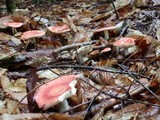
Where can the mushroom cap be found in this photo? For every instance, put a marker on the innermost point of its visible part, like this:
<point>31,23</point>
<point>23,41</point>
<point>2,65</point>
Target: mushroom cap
<point>124,42</point>
<point>13,24</point>
<point>107,49</point>
<point>59,29</point>
<point>105,28</point>
<point>56,91</point>
<point>32,34</point>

◆ ◆ ◆ ◆

- **AIM OF THE EXERCISE**
Please retype the whole listing above word for word and drop the pictures.

- **WRITTEN SOLUTION**
Where can the mushroom cap be found in this photo? For every instance, put a marker on the innermost point of its visible part, like this:
<point>31,23</point>
<point>23,41</point>
<point>2,65</point>
Target: mushroom cap
<point>124,42</point>
<point>13,24</point>
<point>107,49</point>
<point>59,29</point>
<point>105,28</point>
<point>56,91</point>
<point>32,34</point>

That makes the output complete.